→ Task item:
An exact copy of all records is expected, minus the images.

_ _ _

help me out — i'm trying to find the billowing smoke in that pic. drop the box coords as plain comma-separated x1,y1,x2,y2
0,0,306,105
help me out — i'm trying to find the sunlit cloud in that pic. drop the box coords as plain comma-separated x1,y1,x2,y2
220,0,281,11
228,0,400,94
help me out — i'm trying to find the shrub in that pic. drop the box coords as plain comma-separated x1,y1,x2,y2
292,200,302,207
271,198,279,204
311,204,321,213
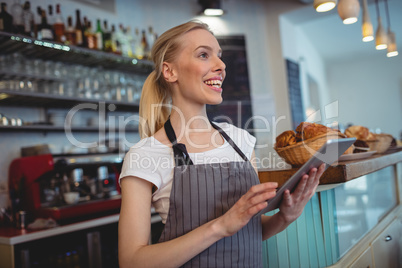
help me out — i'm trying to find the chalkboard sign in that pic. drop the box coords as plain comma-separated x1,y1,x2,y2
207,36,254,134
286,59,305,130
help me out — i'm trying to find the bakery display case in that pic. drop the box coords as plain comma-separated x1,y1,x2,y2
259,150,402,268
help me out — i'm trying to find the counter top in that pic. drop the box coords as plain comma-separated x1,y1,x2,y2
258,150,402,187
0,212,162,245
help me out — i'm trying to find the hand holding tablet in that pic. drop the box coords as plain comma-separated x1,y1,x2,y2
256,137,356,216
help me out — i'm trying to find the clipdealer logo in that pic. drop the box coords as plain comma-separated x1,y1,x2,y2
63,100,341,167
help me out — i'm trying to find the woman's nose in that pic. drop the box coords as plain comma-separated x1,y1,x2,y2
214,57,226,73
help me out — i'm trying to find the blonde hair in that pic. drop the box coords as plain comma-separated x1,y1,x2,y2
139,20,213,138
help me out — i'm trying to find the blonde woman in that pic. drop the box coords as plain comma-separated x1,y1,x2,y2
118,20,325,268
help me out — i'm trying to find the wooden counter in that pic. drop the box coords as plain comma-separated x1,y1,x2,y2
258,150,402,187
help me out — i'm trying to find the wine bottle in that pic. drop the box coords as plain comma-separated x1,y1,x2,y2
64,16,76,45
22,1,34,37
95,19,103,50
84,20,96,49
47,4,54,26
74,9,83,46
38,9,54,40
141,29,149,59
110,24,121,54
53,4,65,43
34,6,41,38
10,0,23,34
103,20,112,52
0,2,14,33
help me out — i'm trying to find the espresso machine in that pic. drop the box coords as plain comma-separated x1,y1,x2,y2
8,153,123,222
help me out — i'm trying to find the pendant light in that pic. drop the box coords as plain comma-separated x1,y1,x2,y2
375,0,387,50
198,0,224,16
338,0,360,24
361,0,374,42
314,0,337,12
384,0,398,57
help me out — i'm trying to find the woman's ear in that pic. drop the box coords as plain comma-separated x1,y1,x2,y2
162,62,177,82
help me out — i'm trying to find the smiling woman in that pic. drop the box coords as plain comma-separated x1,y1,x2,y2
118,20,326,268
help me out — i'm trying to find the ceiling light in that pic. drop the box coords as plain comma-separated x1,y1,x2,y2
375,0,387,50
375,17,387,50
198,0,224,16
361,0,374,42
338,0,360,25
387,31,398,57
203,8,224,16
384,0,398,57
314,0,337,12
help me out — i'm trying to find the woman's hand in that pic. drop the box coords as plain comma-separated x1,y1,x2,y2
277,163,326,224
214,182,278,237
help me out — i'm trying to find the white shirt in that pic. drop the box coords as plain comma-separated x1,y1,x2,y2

_ _ _

→ Response below:
help me out — i'm trying to find the billowing smoke in that pic. drop the box coords as plain comma-separated x1,y1,x2,y2
0,0,306,105
help me out — i'm trying to find the sunlit cloud in that pic. drop the box coords as plain comma-separated x1,y1,x2,y2
220,0,281,11
228,0,400,94
help me out — i'm trying to find the shrub in that pic. drop the box coords as plain comma-separated x1,y1,x2,y2
292,200,302,207
271,198,279,204
311,204,321,213
help me out — i'm trying to find the chalkboard sign in that pic. drop the box coords as plain comma-separated x1,y1,x2,y2
207,36,254,134
286,59,305,130
help me out — i'm trying to find the bakery display case in that pic. drop the box coords as plain comma-separated x1,y1,x2,y2
259,150,402,268
help me out — i'm trying to find the counter top in that pic. drop the box coords as plain comma-separated x1,y1,x2,y2
258,150,402,187
0,212,162,245
help me out — i'm trying to find the hand holding tablet in that pic. drop the box coords as plain comma-separated x1,y1,x2,y2
256,137,356,216
help me out — i'm trying to find the clipdealer logo in that pic. drop the box coords as plain comma-separated x1,y1,x2,y2
63,100,341,167
help me out — i'm trying to find the woman's nose in that pic. drop the box coords as plain comma-separated x1,y1,x2,y2
214,57,226,73
help me out — i'm trying to find the blonde hair in that pic. drop the box coords as plain comma-separated x1,y1,x2,y2
139,20,213,138
help me out — i'm trying to find the blonde woman in that pic. drop the box coords as plain comma-separated x1,y1,x2,y2
118,20,325,268
help me out — i'm trying to find the wooden counter in that pic. drop the box coords as plain comma-separated x1,y1,x2,y2
258,150,402,187
help me out — i'm trying to find the wine bottle in that pic. drop the box coords as plain comma-separated x1,y1,x2,y2
64,16,76,45
22,1,34,37
95,19,103,50
84,20,96,49
47,4,54,26
74,9,83,46
38,9,54,40
141,29,149,59
110,24,121,54
53,4,65,43
34,6,41,38
10,0,23,34
103,20,112,52
0,2,14,33
help me out — i'm trying to find the espresso machine in that pic. drop the box coords as plain comma-separated x1,y1,x2,y2
8,153,123,222
help me out — i'm trying to find the pendant light in that pic. drop the box coords as plain comma-separated x1,y1,x2,y2
375,0,387,50
198,0,224,16
338,0,360,24
361,0,374,42
314,0,337,12
384,0,398,57
help me out — i'm trying to find the woman's ear in that pic. drop the box coords as plain comma-separated x1,y1,x2,y2
162,62,177,82
help me out — i'm trying to find the smiling woman in that pic. drop the box coords as plain comma-separated x1,y1,x2,y2
118,20,326,268
help me out — i'm trying to find the ceiling light in that pic. drop the box coords as plain comma-separated x1,y1,x2,y2
375,0,387,50
375,17,387,50
198,0,224,16
361,0,374,42
338,0,360,25
387,31,398,57
203,8,224,16
384,0,398,57
314,0,337,12
help me out — i'm trying to find the woman's hand in that pic. drop the box coords as plain comma-separated x1,y1,x2,y2
277,163,326,224
214,182,278,237
help me out — i'm trying to find the white shirt in that pic. drop the box coords as plain comma-separated x1,y1,x2,y2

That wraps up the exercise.